Begin
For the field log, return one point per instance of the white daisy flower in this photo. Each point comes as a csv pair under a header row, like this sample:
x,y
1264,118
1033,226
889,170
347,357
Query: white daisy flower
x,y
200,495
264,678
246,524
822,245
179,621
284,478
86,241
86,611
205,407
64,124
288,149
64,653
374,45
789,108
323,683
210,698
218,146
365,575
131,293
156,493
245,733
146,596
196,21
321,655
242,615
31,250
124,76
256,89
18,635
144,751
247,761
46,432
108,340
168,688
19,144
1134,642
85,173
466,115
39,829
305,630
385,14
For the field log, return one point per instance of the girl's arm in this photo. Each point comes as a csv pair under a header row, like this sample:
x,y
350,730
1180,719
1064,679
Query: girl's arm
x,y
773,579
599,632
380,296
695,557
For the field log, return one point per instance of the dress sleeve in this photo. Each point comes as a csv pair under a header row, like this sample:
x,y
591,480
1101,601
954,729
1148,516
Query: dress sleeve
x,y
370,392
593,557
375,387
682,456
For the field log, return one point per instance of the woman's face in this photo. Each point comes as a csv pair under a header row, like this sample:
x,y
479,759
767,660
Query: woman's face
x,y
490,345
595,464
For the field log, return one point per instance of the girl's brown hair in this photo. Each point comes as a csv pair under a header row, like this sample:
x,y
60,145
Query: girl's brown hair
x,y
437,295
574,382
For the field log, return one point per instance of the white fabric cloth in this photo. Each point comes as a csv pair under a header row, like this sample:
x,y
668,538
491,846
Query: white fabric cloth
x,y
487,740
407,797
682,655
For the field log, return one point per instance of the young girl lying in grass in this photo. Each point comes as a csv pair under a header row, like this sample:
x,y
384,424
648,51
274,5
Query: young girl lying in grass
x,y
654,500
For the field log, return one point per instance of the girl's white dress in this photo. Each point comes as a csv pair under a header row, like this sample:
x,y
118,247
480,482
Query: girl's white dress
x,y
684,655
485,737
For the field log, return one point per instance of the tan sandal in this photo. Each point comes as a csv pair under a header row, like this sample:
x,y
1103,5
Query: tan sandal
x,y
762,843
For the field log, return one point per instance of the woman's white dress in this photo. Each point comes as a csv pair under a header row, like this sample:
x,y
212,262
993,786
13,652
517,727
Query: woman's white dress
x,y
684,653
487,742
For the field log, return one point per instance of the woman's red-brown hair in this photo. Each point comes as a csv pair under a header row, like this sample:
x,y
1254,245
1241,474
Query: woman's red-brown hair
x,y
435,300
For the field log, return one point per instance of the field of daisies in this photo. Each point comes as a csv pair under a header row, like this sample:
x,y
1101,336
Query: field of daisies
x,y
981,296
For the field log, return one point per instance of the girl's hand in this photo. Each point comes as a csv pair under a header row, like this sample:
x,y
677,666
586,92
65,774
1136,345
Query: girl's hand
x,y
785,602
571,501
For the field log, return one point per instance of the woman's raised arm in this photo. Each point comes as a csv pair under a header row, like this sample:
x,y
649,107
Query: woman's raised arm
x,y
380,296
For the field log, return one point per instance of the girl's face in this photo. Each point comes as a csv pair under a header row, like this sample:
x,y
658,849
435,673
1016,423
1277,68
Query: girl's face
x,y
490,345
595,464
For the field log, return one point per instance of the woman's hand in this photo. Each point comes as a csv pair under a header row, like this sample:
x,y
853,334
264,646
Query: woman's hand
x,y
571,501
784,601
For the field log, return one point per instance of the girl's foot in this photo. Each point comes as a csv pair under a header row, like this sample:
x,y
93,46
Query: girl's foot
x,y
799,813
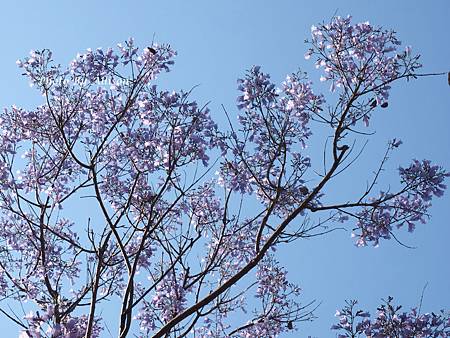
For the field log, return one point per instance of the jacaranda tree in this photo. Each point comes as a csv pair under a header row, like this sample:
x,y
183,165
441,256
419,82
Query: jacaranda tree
x,y
118,197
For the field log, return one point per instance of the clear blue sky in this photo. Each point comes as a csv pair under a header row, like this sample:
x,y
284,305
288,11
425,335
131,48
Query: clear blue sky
x,y
216,42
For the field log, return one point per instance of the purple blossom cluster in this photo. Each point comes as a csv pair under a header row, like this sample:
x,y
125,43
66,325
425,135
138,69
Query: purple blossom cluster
x,y
168,300
274,128
360,60
422,181
391,322
107,133
71,327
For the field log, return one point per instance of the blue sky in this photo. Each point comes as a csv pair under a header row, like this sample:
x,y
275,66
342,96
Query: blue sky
x,y
216,41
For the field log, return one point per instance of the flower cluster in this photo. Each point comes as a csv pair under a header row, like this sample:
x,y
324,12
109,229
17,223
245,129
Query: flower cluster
x,y
422,180
390,322
70,327
359,56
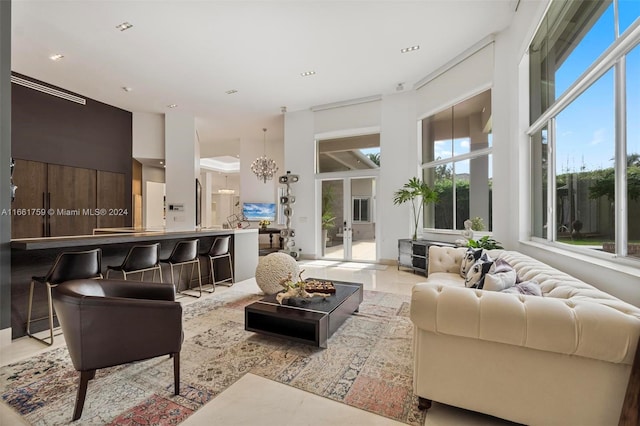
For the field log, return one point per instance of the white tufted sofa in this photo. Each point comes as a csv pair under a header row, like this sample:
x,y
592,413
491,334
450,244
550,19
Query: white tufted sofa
x,y
560,359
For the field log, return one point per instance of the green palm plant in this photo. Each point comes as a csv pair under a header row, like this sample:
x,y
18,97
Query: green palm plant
x,y
412,191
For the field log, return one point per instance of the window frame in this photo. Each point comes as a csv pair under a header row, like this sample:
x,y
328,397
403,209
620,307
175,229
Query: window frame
x,y
467,156
612,58
360,198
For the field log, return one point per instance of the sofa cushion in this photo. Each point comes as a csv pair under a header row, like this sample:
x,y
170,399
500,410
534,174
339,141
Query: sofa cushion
x,y
471,256
445,259
477,272
501,278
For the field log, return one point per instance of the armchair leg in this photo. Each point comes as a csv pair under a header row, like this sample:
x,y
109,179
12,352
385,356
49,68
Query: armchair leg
x,y
176,373
424,403
85,376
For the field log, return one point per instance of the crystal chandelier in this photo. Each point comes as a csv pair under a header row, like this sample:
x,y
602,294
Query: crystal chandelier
x,y
263,167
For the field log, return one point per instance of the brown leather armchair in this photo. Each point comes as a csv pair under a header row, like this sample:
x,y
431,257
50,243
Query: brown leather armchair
x,y
112,322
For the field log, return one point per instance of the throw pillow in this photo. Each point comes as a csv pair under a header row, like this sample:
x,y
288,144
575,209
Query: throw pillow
x,y
471,256
477,272
501,277
526,287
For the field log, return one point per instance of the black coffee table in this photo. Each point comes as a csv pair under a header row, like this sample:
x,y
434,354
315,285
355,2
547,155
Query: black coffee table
x,y
311,321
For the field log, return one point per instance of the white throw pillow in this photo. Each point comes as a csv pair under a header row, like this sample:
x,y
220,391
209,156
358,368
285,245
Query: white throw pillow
x,y
471,256
500,281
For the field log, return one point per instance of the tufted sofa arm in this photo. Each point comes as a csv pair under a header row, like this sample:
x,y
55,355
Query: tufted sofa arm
x,y
581,328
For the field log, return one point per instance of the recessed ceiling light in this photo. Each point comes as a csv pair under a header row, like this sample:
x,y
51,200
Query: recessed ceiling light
x,y
124,26
409,49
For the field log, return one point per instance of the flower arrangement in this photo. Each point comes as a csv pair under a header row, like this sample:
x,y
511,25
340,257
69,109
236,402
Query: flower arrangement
x,y
264,223
296,289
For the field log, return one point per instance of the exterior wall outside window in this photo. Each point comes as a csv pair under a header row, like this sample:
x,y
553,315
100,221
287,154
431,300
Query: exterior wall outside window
x,y
585,167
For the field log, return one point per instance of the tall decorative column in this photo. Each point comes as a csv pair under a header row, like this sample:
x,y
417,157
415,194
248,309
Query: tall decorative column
x,y
288,200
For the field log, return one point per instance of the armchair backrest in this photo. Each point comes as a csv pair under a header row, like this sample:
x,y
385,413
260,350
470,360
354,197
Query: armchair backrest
x,y
112,322
141,257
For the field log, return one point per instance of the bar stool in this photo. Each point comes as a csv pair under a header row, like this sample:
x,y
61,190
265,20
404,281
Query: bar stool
x,y
219,249
184,253
68,266
141,258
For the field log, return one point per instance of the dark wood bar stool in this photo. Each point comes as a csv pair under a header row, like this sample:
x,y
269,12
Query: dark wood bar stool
x,y
185,253
219,249
68,266
140,259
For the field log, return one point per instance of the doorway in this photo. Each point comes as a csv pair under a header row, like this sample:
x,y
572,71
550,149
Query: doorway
x,y
348,225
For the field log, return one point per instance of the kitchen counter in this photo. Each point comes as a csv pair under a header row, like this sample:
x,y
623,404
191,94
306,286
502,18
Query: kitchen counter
x,y
35,256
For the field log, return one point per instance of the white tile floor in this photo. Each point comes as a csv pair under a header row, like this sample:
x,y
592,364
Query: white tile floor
x,y
257,401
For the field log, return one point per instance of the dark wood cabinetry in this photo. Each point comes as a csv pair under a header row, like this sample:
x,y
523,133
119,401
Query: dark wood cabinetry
x,y
414,254
31,179
111,200
54,200
72,199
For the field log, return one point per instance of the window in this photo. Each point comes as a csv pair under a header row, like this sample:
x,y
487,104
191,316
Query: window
x,y
361,211
349,153
580,165
456,157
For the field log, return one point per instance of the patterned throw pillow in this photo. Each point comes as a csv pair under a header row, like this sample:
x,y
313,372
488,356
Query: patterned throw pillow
x,y
471,256
477,272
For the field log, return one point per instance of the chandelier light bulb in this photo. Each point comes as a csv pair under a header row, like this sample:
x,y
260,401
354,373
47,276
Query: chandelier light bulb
x,y
263,167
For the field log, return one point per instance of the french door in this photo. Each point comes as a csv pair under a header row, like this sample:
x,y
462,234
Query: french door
x,y
348,226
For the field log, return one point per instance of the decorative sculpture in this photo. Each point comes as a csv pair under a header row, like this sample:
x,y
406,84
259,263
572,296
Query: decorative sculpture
x,y
288,200
271,268
296,289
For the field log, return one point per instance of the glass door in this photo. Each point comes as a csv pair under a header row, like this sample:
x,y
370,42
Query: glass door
x,y
348,222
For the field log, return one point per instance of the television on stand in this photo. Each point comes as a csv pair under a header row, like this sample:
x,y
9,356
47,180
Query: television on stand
x,y
259,211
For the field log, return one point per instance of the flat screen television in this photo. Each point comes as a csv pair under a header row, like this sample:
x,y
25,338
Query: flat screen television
x,y
259,211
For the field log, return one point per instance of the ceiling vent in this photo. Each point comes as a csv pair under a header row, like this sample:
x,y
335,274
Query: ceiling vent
x,y
48,90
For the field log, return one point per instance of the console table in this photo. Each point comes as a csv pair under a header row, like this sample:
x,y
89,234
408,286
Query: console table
x,y
414,254
271,231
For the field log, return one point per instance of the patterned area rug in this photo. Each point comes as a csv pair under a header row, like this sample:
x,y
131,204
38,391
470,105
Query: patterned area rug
x,y
368,365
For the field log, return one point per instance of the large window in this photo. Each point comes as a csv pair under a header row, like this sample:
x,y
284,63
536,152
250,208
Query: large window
x,y
361,210
456,162
585,136
348,153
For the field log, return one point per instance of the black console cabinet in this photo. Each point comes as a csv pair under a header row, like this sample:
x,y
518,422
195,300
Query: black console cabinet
x,y
415,254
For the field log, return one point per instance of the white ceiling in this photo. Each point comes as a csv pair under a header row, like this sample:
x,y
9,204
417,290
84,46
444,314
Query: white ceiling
x,y
190,53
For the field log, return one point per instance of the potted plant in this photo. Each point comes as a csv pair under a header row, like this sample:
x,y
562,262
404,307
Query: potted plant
x,y
412,191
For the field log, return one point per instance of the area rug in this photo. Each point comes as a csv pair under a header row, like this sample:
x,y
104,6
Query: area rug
x,y
368,365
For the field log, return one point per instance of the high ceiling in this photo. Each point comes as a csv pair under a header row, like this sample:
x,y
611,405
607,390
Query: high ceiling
x,y
191,53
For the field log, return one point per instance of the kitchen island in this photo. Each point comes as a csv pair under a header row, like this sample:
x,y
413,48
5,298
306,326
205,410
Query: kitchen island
x,y
34,256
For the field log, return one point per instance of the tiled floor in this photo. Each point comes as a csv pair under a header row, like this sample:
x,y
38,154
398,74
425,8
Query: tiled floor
x,y
257,401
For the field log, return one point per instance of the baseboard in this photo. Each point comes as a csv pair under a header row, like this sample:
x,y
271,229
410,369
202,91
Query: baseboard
x,y
5,337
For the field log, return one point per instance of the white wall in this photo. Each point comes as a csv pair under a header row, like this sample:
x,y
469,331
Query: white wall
x,y
251,147
399,161
148,135
182,168
298,158
154,205
151,174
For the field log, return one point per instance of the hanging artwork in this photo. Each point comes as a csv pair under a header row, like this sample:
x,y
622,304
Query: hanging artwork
x,y
287,200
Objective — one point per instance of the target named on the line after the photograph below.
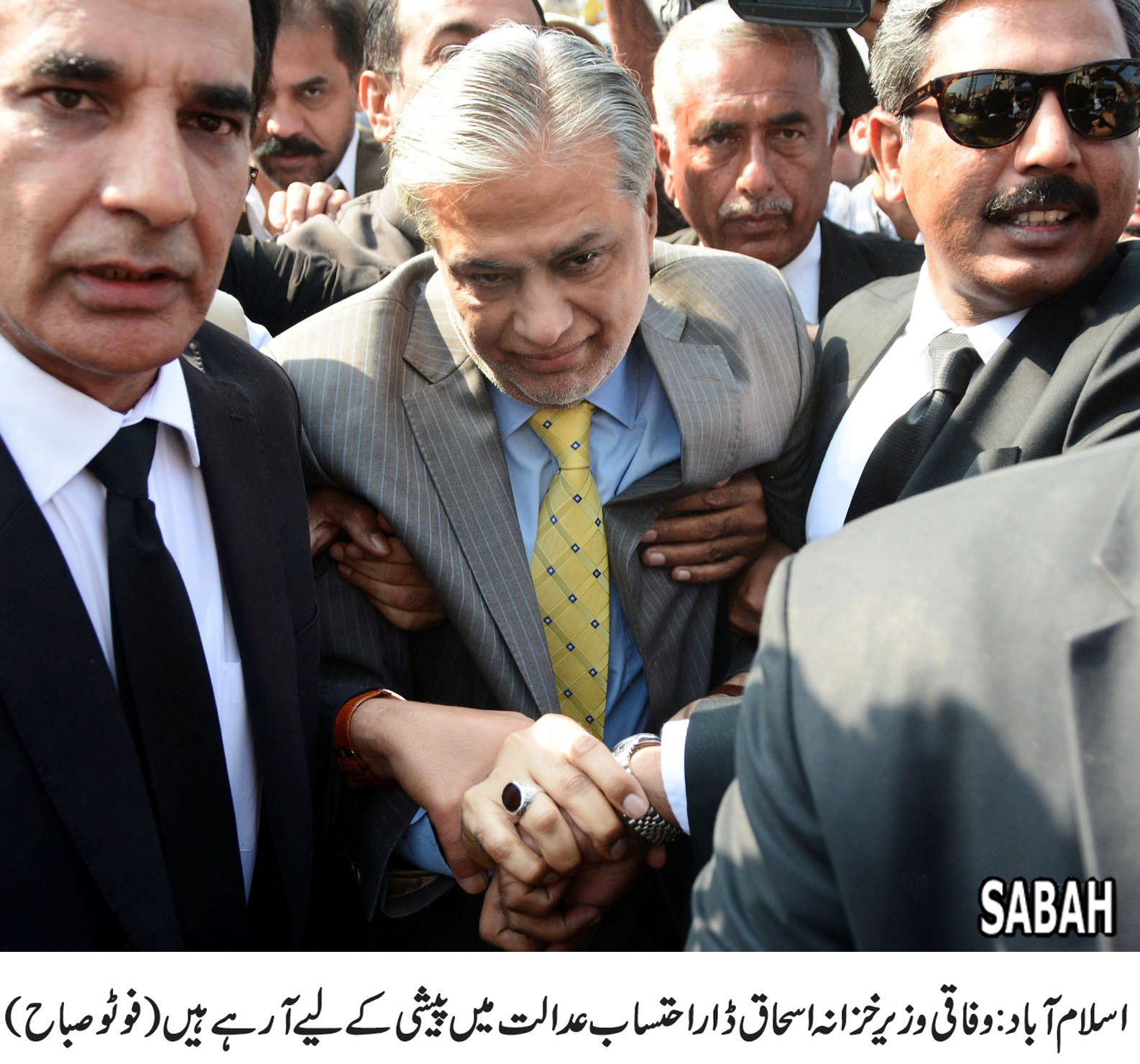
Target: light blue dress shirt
(633, 434)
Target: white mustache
(753, 206)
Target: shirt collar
(52, 430)
(803, 276)
(346, 169)
(617, 395)
(928, 319)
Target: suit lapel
(845, 362)
(457, 435)
(661, 614)
(372, 163)
(64, 705)
(237, 484)
(1105, 675)
(1007, 393)
(702, 390)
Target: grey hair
(902, 48)
(513, 98)
(717, 25)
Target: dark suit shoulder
(927, 534)
(885, 256)
(885, 295)
(685, 237)
(223, 357)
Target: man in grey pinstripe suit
(528, 165)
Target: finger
(739, 490)
(702, 554)
(560, 926)
(492, 926)
(332, 511)
(381, 582)
(712, 573)
(535, 901)
(298, 198)
(275, 212)
(389, 570)
(359, 520)
(492, 838)
(746, 523)
(581, 776)
(469, 875)
(551, 835)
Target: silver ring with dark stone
(518, 797)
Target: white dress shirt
(52, 431)
(901, 377)
(803, 278)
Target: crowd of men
(435, 625)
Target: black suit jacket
(889, 760)
(847, 260)
(83, 867)
(1067, 377)
(280, 286)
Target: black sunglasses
(988, 109)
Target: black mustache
(288, 146)
(1057, 192)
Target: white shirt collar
(52, 430)
(346, 169)
(928, 319)
(803, 278)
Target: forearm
(636, 38)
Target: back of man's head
(511, 101)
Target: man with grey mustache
(748, 116)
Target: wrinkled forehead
(184, 46)
(1013, 35)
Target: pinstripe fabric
(397, 412)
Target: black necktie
(902, 447)
(165, 689)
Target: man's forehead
(305, 50)
(753, 78)
(1003, 35)
(198, 42)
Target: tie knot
(124, 464)
(566, 432)
(955, 361)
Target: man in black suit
(891, 761)
(1021, 260)
(747, 121)
(307, 130)
(124, 137)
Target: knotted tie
(571, 568)
(902, 447)
(165, 689)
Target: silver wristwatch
(651, 825)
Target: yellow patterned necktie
(571, 568)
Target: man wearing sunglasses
(1010, 130)
(943, 694)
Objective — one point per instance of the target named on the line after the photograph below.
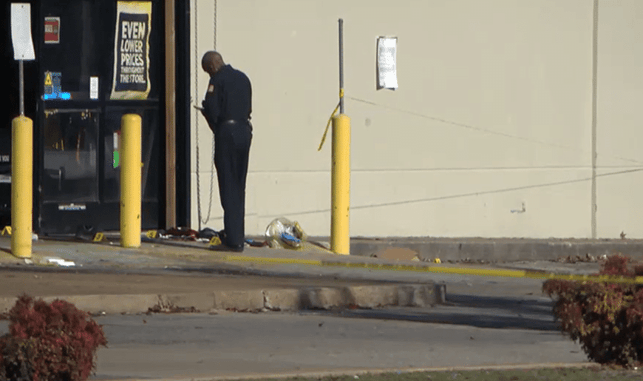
End
- **Exercise requirements**
Swap "forehead" for "brow" in the stretch from the line containing "Target: black suit jacket" through the end of the listing, and reproduce that stretch with nothing else changed and the pictures left out.

- **Finished answer**
Target: black suit jacket
(889, 760)
(847, 260)
(83, 867)
(1067, 377)
(280, 286)
Target: black sunglasses
(988, 109)
Target: black mustache
(288, 146)
(1057, 192)
Target: white shirt collar
(52, 430)
(346, 169)
(928, 319)
(803, 278)
Target: forearm
(636, 38)
Target: back of man's head
(511, 101)
Target: man with grey mustache
(748, 116)
Target: wrinkled brow
(184, 46)
(1013, 35)
Target: pinstripe fabric
(397, 412)
Target: black necktie
(902, 447)
(165, 689)
Target: man's brow
(305, 50)
(753, 78)
(1003, 35)
(198, 42)
Target: tie knot
(124, 464)
(566, 432)
(955, 361)
Target: man in black suit
(891, 761)
(1021, 260)
(747, 121)
(307, 130)
(124, 137)
Target: knotted tie
(571, 568)
(902, 447)
(165, 689)
Target: silver wristwatch
(651, 825)
Target: yellow patterned necktie
(571, 568)
Target: man wearing sunglasses
(1010, 130)
(943, 694)
Objective — one point per instance of the target named on the line after the photograph below.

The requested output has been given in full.